SUPPLIED DATA:
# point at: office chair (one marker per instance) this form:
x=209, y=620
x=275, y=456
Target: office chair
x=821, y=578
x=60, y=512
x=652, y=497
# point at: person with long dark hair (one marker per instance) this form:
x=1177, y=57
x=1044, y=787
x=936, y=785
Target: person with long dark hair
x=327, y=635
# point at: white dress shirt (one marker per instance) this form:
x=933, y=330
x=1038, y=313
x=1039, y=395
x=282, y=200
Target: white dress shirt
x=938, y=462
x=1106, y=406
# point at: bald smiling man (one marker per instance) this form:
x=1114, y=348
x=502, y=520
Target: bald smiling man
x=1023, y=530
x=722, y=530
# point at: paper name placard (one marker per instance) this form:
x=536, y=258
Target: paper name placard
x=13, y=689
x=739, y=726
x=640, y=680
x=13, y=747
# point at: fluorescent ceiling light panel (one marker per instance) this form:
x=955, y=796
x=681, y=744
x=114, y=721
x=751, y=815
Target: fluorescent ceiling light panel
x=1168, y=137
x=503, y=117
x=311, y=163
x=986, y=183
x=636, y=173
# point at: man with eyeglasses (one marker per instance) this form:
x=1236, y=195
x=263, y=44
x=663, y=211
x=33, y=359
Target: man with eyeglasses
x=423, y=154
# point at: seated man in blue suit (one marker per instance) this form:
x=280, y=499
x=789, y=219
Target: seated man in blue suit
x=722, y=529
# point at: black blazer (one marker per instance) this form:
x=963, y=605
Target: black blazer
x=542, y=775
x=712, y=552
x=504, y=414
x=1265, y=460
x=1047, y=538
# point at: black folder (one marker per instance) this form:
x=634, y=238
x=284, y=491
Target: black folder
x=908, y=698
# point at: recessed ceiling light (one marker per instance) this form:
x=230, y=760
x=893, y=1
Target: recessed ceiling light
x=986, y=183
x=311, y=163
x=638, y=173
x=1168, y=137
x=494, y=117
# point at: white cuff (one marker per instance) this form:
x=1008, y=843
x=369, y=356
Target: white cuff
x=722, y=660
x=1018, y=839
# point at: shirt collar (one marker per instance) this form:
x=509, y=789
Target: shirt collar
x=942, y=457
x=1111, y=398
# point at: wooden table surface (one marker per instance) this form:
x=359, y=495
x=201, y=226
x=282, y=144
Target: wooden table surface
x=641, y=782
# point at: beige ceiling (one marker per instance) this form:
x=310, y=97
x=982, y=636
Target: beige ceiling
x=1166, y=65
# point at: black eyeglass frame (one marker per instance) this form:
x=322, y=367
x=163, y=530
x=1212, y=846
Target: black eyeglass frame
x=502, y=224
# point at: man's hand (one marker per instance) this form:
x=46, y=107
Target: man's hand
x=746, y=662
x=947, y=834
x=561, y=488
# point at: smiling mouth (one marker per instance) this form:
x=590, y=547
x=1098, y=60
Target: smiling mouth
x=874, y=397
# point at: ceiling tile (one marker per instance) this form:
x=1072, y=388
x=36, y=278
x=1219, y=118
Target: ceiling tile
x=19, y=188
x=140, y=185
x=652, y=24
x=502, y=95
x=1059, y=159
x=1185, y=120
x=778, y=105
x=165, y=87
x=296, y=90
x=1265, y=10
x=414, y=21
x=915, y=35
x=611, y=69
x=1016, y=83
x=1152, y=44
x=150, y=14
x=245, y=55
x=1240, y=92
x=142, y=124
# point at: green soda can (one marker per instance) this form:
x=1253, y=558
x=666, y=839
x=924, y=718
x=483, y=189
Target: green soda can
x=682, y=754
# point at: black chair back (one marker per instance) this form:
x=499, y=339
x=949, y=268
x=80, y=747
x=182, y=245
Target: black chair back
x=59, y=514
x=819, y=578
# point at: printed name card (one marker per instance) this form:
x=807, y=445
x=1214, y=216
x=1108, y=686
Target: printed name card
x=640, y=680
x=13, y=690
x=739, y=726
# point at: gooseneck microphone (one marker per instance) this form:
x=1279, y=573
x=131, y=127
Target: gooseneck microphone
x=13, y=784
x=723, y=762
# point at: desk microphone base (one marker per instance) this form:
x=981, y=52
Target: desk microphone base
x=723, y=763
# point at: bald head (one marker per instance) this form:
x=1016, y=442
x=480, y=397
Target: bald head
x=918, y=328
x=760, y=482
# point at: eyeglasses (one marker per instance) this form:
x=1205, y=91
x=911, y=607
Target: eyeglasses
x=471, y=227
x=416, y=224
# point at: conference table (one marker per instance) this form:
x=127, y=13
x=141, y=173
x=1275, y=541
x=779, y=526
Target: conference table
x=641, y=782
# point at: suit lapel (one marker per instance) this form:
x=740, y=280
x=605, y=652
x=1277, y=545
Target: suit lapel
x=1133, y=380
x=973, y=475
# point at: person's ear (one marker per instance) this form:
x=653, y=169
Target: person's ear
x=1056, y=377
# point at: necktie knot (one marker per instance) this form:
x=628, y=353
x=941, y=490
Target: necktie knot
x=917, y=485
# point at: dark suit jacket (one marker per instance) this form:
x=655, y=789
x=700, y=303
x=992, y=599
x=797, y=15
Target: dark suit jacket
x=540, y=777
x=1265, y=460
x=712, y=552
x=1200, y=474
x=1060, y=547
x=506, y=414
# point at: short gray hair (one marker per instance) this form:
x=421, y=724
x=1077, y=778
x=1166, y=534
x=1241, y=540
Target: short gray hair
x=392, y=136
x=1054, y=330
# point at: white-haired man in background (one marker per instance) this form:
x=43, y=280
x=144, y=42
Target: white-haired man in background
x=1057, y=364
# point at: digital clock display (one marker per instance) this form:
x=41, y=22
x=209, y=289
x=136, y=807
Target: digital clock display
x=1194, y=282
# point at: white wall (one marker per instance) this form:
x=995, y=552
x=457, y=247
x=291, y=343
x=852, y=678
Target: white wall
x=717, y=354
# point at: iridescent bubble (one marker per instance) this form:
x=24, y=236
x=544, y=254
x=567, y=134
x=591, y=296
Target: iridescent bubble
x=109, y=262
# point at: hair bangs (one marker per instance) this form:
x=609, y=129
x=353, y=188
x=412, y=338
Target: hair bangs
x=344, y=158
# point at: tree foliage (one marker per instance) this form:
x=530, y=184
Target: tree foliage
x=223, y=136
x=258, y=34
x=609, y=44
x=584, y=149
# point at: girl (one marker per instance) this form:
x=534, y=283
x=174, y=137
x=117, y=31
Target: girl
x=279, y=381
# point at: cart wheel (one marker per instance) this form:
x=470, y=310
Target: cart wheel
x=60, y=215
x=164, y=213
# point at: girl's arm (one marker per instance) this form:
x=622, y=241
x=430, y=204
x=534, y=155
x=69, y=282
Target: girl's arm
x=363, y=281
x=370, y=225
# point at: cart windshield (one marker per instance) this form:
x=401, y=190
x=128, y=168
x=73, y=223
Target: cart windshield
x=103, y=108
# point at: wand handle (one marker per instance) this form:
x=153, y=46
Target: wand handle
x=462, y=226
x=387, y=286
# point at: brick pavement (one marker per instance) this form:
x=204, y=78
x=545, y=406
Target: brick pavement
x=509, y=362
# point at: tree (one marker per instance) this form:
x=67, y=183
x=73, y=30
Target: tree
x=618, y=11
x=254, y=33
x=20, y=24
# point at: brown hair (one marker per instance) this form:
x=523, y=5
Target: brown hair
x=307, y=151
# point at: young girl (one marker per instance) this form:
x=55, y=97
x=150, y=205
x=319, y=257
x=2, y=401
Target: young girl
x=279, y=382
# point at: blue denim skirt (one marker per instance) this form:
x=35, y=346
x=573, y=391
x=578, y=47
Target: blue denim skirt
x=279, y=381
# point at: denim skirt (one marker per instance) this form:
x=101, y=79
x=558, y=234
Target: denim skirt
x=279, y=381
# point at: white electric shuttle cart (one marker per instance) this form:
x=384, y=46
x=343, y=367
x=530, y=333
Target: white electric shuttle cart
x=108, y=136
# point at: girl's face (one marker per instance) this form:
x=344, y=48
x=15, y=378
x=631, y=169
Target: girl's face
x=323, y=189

DIRECTION:
Extract the rows above from the line containing "# point at: black chair" through the line containing "x=506, y=414", both included, and copy them out unchanged.

ANSWER BELOW:
# point at: black chair back (one marker per instance) this form:
x=499, y=339
x=949, y=268
x=80, y=747
x=182, y=245
Target: black chair back
x=59, y=514
x=819, y=578
# point at: printed name card (one marker per instance) this form:
x=807, y=445
x=1214, y=216
x=1108, y=686
Target: printed name card
x=640, y=680
x=13, y=690
x=739, y=726
# point at: gooseneck microphone (one marker per instance) this form:
x=1279, y=573
x=131, y=127
Target: gooseneck microphone
x=13, y=784
x=723, y=762
# point at: desk microphone base (one marker per instance) this form:
x=981, y=52
Target: desk microphone base
x=723, y=763
# point at: bald head (one marker per instance) this form:
x=1016, y=442
x=480, y=397
Target: bald head
x=918, y=328
x=760, y=482
# point at: eyeglasses (one marker per instance) this form:
x=1205, y=91
x=911, y=607
Target: eyeglasses
x=471, y=227
x=416, y=224
# point at: conference table (one marker per instance) this form:
x=127, y=13
x=141, y=173
x=1275, y=541
x=779, y=526
Target: conference table
x=641, y=782
# point at: suit lapel (one marker per instance) this form:
x=740, y=280
x=605, y=652
x=1277, y=545
Target: suit lapel
x=1133, y=380
x=973, y=475
# point at: person's ear (one marker per instance) this form:
x=653, y=169
Target: person's ear
x=1056, y=377
# point at: necktie knot (one marker per instance) this form:
x=628, y=353
x=941, y=490
Target: necktie knot
x=917, y=485
# point at: dark suit jacket (one marker per instance) this form:
x=655, y=789
x=700, y=303
x=992, y=599
x=797, y=15
Target: dark suit jacket
x=540, y=777
x=1265, y=460
x=712, y=552
x=1200, y=474
x=1060, y=547
x=506, y=414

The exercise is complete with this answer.